__MATERIAL PROVIDED__:
## start

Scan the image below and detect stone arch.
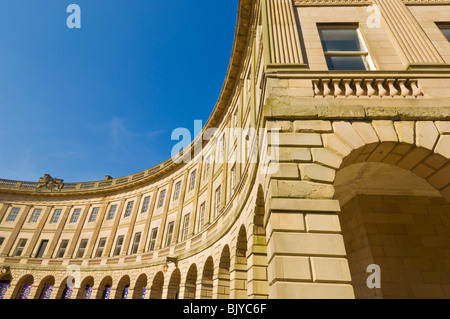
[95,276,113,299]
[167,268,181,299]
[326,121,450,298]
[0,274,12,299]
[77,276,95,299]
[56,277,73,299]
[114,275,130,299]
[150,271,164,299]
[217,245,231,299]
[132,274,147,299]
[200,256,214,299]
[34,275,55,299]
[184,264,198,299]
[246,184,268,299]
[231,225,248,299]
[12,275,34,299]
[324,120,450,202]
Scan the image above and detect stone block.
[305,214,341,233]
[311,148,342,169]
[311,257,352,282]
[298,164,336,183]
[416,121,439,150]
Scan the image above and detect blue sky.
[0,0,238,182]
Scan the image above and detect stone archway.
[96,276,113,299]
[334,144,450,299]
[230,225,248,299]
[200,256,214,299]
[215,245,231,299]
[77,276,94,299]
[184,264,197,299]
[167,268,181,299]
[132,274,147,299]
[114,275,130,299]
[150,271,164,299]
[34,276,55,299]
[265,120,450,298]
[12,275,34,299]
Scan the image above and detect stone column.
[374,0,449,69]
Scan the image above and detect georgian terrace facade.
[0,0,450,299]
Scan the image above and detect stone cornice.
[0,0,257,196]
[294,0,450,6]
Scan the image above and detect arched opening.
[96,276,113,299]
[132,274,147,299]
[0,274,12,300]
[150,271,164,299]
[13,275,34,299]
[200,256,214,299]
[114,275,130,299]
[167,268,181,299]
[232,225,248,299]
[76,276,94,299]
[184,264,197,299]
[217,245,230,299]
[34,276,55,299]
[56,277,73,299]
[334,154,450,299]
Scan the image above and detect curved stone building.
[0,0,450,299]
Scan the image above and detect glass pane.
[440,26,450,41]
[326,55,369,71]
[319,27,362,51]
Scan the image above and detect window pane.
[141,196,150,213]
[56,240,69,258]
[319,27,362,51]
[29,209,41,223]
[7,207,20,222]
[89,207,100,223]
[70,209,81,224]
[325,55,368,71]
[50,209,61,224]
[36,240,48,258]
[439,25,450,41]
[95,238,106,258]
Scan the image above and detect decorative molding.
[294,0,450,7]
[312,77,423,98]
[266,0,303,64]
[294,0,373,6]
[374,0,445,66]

## end
## start

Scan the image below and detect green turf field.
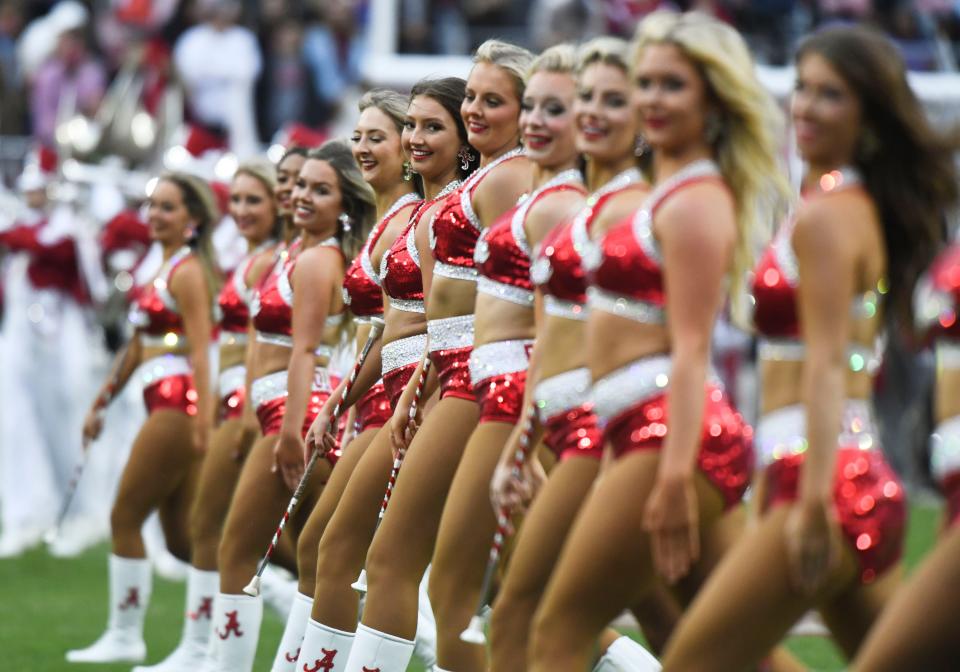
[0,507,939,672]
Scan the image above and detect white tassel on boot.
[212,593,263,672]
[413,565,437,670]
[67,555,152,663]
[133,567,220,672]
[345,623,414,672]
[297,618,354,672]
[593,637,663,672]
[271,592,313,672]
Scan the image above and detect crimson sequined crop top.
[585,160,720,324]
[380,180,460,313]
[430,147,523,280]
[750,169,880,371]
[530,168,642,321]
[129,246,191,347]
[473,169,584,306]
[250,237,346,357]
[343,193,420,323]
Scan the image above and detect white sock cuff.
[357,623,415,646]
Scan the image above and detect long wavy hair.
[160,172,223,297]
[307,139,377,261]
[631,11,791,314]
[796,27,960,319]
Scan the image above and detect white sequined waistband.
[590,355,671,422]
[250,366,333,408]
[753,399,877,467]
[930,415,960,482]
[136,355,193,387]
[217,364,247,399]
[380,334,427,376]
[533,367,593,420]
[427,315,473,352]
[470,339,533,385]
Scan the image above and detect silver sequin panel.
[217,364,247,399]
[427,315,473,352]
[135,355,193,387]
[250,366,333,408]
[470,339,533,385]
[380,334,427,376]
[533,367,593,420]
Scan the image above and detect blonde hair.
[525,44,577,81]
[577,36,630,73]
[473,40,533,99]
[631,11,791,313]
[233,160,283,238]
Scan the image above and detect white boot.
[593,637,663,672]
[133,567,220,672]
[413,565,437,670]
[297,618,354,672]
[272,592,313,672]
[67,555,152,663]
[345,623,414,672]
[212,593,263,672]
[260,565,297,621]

## end

Retype the material word for word, beginning at the line with "Scan the image above and detect white tassel" and continuing through the line with "[260,565,297,621]", with both of those lines included.

__CORRECT ANSWER__:
Scan the image above and detect white tassel on boot.
[212,593,263,672]
[413,565,437,670]
[67,555,152,663]
[133,567,220,672]
[345,623,414,672]
[297,618,354,672]
[593,637,663,672]
[271,592,313,672]
Scan the image above and detect crimson sequined crop top.
[585,160,720,324]
[380,180,460,313]
[430,147,523,280]
[750,169,880,371]
[530,168,642,321]
[129,246,191,347]
[473,169,584,306]
[250,237,346,357]
[343,193,420,323]
Scan the image above and detect white sock cuff.
[357,623,415,646]
Scan the image above and detect long wavy hair.
[160,172,223,297]
[307,139,377,261]
[631,11,791,314]
[796,27,960,319]
Scan the image above and detect white sequined waistband.
[590,355,671,422]
[250,366,333,408]
[753,399,877,467]
[930,415,960,482]
[136,355,193,387]
[217,364,247,399]
[380,334,427,376]
[533,367,593,420]
[427,315,473,352]
[470,339,533,385]
Scan the image above and detect silver sequin panel.
[217,364,247,399]
[427,315,473,352]
[135,355,193,387]
[250,366,333,408]
[470,339,533,385]
[380,334,427,376]
[533,367,593,420]
Scan the image above and detect blonde hair.
[525,44,577,81]
[577,36,630,73]
[473,40,533,99]
[631,11,791,313]
[233,160,283,238]
Scan the image above and detect white boot.
[593,637,663,672]
[133,567,220,672]
[413,565,437,670]
[297,618,354,672]
[272,592,313,672]
[67,555,152,663]
[345,623,414,672]
[212,593,263,672]
[260,565,297,621]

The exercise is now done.